Action item:
Each line that includes "yellow" must be copied from the records.

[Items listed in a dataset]
════
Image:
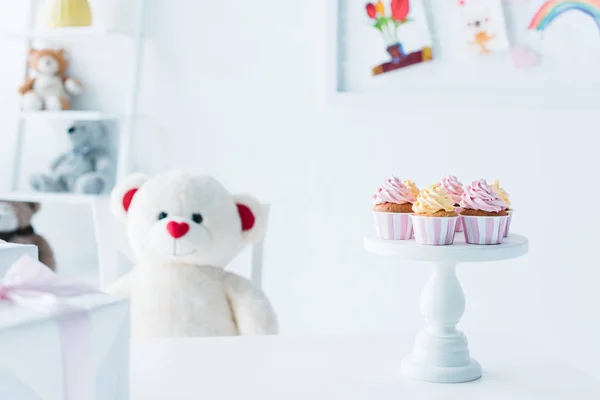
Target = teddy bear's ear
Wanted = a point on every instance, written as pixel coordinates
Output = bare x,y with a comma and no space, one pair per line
35,207
122,194
252,217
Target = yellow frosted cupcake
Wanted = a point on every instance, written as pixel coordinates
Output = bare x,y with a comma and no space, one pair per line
503,194
434,220
412,187
434,201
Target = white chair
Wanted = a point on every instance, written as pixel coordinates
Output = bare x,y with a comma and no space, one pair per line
112,245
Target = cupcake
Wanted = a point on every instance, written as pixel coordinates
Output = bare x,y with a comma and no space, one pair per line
506,198
392,207
434,220
455,190
412,186
484,214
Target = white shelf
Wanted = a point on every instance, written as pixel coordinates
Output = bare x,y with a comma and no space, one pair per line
64,198
66,115
66,33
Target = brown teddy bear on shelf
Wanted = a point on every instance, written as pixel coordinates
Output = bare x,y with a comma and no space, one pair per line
15,227
50,88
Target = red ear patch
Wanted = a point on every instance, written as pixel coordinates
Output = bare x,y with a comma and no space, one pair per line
246,216
127,198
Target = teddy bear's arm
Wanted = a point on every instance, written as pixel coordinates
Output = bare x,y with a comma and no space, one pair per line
27,86
73,86
252,310
122,287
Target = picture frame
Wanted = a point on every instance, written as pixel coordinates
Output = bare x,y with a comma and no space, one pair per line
493,94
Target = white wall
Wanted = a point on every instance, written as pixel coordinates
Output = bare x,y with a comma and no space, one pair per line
232,89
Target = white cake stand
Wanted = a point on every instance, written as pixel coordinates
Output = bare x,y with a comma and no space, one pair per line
441,353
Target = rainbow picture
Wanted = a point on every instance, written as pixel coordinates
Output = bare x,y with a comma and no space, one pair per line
554,8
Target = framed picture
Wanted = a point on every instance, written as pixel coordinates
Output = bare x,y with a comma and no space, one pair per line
395,54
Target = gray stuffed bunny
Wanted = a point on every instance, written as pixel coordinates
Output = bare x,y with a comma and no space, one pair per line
86,168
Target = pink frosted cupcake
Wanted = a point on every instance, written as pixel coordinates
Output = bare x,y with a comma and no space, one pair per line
455,190
484,214
392,207
434,220
506,198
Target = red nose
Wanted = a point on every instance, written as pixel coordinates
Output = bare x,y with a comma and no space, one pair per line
177,229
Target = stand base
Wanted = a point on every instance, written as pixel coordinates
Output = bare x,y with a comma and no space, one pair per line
432,373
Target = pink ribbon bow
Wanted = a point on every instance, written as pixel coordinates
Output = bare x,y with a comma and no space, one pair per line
33,286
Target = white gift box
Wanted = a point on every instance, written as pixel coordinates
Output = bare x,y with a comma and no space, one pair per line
11,252
80,351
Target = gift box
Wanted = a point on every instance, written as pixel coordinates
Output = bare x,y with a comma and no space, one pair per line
59,339
11,252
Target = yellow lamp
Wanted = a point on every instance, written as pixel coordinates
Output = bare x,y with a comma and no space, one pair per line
63,13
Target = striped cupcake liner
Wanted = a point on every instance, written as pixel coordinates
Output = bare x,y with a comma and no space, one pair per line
393,226
459,222
510,212
484,230
434,231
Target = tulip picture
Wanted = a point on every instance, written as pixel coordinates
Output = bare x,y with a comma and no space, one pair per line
371,12
405,47
400,9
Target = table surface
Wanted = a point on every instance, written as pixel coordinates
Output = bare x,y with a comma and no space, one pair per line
342,367
513,246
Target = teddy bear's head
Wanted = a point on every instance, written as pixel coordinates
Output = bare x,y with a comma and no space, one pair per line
48,61
15,215
179,218
87,134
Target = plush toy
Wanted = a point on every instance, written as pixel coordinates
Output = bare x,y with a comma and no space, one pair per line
50,88
183,231
86,168
15,227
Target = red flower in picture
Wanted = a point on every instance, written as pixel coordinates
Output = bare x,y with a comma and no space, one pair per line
400,9
371,10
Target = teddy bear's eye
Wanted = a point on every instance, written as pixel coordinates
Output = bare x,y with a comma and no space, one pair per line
197,218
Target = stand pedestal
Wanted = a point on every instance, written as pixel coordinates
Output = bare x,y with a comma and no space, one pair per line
441,353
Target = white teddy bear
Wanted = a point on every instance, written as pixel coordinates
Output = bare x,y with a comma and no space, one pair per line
183,230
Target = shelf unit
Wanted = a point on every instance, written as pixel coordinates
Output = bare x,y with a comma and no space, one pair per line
67,33
65,198
70,115
105,228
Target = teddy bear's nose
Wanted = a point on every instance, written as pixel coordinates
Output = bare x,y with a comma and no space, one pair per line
177,229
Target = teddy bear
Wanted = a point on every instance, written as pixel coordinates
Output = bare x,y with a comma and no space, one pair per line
183,230
15,227
50,88
86,168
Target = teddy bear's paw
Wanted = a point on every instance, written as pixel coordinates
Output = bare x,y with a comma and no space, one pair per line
90,184
31,102
73,87
43,183
57,103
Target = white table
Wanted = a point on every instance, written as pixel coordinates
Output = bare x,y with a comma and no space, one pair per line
342,367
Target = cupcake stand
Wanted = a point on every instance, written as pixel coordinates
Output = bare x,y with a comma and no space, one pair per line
441,352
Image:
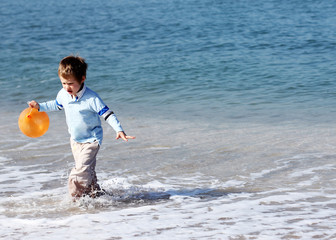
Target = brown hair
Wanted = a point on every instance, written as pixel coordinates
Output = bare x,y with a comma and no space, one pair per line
72,66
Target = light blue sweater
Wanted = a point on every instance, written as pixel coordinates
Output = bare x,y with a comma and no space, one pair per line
83,114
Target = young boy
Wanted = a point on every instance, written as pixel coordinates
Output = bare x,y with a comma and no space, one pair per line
83,109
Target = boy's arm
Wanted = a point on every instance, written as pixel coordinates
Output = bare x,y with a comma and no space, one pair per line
112,120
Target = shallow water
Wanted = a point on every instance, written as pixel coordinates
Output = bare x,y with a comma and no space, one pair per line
232,104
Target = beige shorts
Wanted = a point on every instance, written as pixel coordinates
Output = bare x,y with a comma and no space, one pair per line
83,179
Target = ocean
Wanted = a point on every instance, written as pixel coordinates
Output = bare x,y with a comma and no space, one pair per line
232,106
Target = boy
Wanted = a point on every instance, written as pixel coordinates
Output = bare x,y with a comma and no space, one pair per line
83,109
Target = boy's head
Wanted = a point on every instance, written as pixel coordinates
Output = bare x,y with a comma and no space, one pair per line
73,66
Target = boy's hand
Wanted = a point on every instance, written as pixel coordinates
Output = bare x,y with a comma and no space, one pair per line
124,136
34,104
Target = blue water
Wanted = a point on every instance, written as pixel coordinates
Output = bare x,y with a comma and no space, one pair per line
251,60
232,103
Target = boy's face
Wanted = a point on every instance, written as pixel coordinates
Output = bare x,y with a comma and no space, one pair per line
71,85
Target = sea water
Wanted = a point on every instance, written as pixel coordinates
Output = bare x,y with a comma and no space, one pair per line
232,104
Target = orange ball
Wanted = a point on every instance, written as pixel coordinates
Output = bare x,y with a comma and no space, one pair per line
33,123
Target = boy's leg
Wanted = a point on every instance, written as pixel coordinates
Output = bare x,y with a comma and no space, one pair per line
83,179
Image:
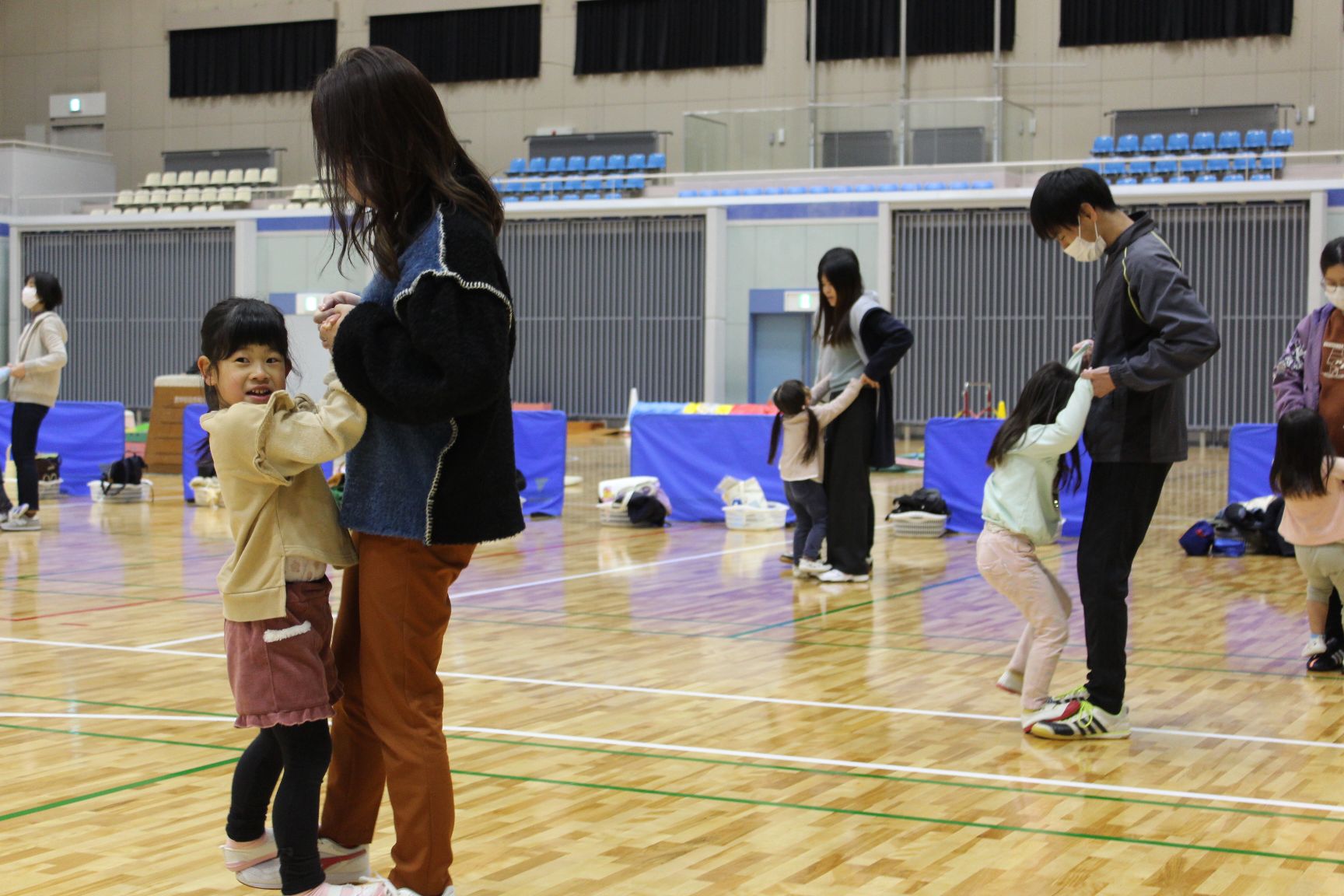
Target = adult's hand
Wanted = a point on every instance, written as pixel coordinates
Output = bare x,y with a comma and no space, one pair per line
327,330
1102,384
331,303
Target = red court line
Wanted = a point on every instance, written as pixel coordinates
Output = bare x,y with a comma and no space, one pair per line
116,606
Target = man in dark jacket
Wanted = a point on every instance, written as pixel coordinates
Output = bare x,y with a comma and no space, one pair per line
1150,332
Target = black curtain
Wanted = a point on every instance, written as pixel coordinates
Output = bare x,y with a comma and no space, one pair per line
871,29
468,44
655,35
271,58
1083,23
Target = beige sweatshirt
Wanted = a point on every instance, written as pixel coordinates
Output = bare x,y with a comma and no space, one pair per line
268,458
42,349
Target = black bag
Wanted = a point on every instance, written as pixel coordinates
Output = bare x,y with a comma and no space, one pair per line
118,474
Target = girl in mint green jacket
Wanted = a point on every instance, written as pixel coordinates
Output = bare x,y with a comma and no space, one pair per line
1034,456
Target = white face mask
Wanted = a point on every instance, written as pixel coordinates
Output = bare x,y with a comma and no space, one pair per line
1087,250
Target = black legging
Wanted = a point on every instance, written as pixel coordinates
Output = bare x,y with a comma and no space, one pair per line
303,753
849,495
23,438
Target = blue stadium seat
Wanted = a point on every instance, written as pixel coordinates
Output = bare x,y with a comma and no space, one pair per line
1178,142
1229,142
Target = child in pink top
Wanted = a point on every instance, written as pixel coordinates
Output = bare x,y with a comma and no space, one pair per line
1311,480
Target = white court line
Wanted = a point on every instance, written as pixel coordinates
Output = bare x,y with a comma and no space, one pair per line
910,770
706,695
801,761
541,582
860,707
════
Answer box:
Target = yellow frosted cupcake
Target = yellow lamp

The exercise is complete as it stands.